• **PASSAGE TO READ**:
#####
# New Tool coming home soon!



## Brent H (Mar 20, 2020)

So, I get a pm from this nice member in Oakville to check out a Kijiji add for a tool cutter/grinder in Brantford.  I make the connection and this nice lady phones me back - it is still available, you can see it tomorrow. Off I go.....several driving hours later and a couple hours looking I was heading home with a truck load of extras and thanking (I think LOL) Craig in Oakville for the heads up.

I have exceeded my shop capacity - HAHAHA but it should be all good.  I have now a Cincinnati #2 tool and cutter grinder.  I pick up the very very heavy main parts next week.  The seller is coordinating a fork truck.  



 












Sorry that last pic of the extra stuff flipped upside down.  
@YYCHobbyMachinist : price $500

@Marc Moreau :  she has a 12” Utilathe for sale - asking $3000.




Needs a good clean but is tight.
#####
• **DATA ROWS**:
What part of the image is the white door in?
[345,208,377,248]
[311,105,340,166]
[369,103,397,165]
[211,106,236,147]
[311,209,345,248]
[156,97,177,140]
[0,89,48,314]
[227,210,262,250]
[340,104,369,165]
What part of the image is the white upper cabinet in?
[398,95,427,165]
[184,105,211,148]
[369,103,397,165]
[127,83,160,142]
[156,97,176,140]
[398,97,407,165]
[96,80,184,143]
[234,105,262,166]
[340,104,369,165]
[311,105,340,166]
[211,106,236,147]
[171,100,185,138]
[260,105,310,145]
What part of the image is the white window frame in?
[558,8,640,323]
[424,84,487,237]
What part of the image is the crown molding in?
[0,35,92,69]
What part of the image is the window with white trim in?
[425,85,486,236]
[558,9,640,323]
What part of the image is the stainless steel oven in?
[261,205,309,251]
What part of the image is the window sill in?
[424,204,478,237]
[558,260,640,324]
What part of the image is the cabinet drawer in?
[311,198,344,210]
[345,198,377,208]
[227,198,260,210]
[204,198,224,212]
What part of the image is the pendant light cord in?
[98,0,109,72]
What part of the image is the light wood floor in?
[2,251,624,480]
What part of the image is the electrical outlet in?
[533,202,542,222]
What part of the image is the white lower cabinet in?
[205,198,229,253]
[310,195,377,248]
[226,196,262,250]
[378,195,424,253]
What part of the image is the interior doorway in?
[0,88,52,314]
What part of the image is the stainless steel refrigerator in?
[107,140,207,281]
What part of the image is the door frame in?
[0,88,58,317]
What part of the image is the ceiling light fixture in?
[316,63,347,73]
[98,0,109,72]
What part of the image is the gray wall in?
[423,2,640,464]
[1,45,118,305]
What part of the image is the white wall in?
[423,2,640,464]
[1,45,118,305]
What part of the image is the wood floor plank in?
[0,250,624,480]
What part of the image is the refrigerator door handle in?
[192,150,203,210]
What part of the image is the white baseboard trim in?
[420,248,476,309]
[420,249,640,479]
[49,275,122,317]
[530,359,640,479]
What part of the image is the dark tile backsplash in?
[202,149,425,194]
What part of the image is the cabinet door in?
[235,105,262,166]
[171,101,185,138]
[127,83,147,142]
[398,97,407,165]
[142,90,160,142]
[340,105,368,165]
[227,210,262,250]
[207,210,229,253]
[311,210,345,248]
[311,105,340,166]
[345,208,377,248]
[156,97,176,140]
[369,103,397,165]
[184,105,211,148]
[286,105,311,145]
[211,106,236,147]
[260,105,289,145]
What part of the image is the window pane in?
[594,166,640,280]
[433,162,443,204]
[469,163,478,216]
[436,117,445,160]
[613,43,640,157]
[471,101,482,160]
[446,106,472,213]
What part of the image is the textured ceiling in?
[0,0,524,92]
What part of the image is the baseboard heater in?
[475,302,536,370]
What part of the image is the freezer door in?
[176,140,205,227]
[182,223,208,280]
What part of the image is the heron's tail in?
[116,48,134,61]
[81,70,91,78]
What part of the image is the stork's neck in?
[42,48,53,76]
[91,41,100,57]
#####
• **PROBLEM 1**:
Answer these questions using the forum thread above:
(a) What machine does Brent H say he now has?
(b) What price is given in the reply to @YYCHobbyMachinist?
(c) What does the seller have for sale for Marc Moreau, and what is she asking for it?
• **PROBLEM 2**:
Report how many lines of the entries contain the string "steel", treating uppercase and lowercase as different, and give only the number.

• **WORKED SOLUTION 1**:
(a) A Cincinnati #2 tool and cutter grinder.
(b) $500.
(c) A 12” Utilathe, for $3000.

• **WORKED SOLUTION 2**:
2